#### [作業内容]
不動産登記と根抵当権の抹消についての文章から、「根抵当権の抹消の申請に必要な書類はコレです」と「うに一つ一つ確認しましょう。」の間を、両端の語句も含めて一字一句たがえずに書き写してもらえますか？
==== 原文 ====
法務局のHPで申請書のひな形が案内されていますので、こちらをご覧ください。

⇒ 不動産登記の申請書様式について

登記する内容によって種類が多いので、自分の状況に合う書式をダウンロードしてください。

 

書類の作成ができたら、記載事項の文字の間違いがないかしっかり確認してください。私の場合は、一字だけ間違いがあって申請後に電話で「訂正してください」と連絡があり、印鑑持参して再度法務局に行ってきました。特に、不動産の所在、番地、地目など登記されている情報と全く同じになるように気をつけてください。

 

登記完了までの目安はこれぐらいです

  • 書類に不備が無ければ1週間

 

私の場合は1週間でした。ただ、仕事が忙しくなかなか受取に行けなかったので申請から15日後に受取りに行きました。

もし、どうしても受取りが無理な場合は、申請したときに窓口で控えの書類と委任状が貰えるので、委任状に署名、押印して代理人に委任状を預ければ代理人が受取りをすることができます。

 

不動産の根抵当権の抹消

不動産の登記が出来たのも束の間、よくよく調べてみたら土地と建物に根抵当権が設定されていました。

根抵当権とは不動産を一定額の担保にしておき、将来事業などで現金が必要になったら一定額までは何度でも借り入れできる権利で、金融機関は一定額の範囲で何度でも融資することになります。

私の場合は、父親が事業をしていたので金融機関と根抵当権を設定していたのでした。これは、銀行で相続手続きをしていた時に融資課の方から「根抵当権の設定がされていますが、どうされますか?」と言われたことがきっかけで気が付きました。確かに、不動産の全部事項証明書を確認したら、いくつか設定されていた抵当権と根抵当権のうち、1つだけ残っていることが分かりました。

と言うことで、今後金融機関から事業で借り入れをする予定はないので、根抵当権を抹消することにしました。

 

根抵当権の抹消の申請に必要な書類はコレです

  • 登記申請書
  • 登録免許税貼り付け台紙
  • 委任状
  • 根抵当権設定契約書(解除の署名押印あり)

 

登記申請書と登録免許税貼り付け台紙は法務局のHPからダウンロードできるので、所有権移転登記をしたときと同じように申請書を作成します。ただ、内容については所有権移転登記と違いがあるので、間違えないように一つ一つ確認しましょう。

参考

法務局のHPで申請書のひな形が案内されていますので、こちらをご覧ください。

⇒ 不動産登記の申請書様式について

登記する内容によって種類が多いので、自分の状況に合う書式をダウンロードしてください。

 

根抵当権設定契約書は金融機関と根抵当権設定をした時の契約書ですが、この契約書に金融機関の代表者の署名、押印、根抵当権の抹消の旨の記載をして返却してもらいます。

委任状は金融機関が申請者に根抵当権抹消の申請を一任するために必要なので、根抵当権設定契約書と同様に、金融機関の代表者の署名、押印、根抵当権の抹消の旨の記載した委任状を受け取ります。
==== 提供データ ====
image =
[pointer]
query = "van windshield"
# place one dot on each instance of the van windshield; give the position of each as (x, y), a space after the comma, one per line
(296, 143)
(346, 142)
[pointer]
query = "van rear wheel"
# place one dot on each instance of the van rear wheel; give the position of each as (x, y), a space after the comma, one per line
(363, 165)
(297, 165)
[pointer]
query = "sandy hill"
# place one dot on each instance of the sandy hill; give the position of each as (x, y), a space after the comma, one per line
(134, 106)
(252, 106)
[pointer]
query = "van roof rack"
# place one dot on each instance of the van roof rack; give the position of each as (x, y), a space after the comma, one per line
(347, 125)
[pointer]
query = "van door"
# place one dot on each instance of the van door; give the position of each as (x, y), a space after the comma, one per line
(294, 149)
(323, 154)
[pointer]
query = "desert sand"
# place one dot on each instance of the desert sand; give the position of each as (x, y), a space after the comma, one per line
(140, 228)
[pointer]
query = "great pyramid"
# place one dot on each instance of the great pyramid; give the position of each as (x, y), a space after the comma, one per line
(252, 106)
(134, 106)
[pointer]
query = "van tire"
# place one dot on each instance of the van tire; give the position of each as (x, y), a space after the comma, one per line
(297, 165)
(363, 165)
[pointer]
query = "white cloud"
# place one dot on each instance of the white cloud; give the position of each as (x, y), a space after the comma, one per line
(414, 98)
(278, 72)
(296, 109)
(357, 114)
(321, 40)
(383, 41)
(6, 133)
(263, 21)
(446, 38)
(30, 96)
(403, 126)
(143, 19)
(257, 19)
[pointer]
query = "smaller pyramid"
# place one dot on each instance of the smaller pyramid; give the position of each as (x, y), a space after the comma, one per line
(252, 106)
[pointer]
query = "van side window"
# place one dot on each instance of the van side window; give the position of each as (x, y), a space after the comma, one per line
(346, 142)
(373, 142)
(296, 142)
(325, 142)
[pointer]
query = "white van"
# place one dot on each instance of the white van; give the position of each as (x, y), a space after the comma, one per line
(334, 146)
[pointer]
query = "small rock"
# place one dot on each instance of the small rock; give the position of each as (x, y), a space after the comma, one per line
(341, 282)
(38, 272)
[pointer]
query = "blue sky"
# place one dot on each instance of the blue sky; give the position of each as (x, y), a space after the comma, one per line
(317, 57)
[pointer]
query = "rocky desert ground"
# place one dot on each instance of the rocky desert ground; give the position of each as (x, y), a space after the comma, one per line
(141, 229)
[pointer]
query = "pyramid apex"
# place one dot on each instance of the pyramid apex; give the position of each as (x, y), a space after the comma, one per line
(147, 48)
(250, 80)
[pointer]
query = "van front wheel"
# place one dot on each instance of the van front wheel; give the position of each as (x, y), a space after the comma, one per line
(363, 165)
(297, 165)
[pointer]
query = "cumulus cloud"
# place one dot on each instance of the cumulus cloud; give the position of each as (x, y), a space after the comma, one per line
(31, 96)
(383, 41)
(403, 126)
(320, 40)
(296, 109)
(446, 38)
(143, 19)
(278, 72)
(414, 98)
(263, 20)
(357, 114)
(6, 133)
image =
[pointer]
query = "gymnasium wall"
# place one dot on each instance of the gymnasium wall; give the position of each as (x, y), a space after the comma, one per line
====
#### [正解]
根抵当権の抹消の申請に必要な書類はコレです

  • 登記申請書
  • 登録免許税貼り付け台紙
  • 委任状
  • 根抵当権設定契約書(解除の署名押印あり)

 

登記申請書と登録免許税貼り付け台紙は法務局のHPからダウンロードできるので、所有権移転登記をしたときと同じように申請書を作成します。ただ、内容については所有権移転登記と違いがあるので、間違えないように一つ一つ確認しましょう。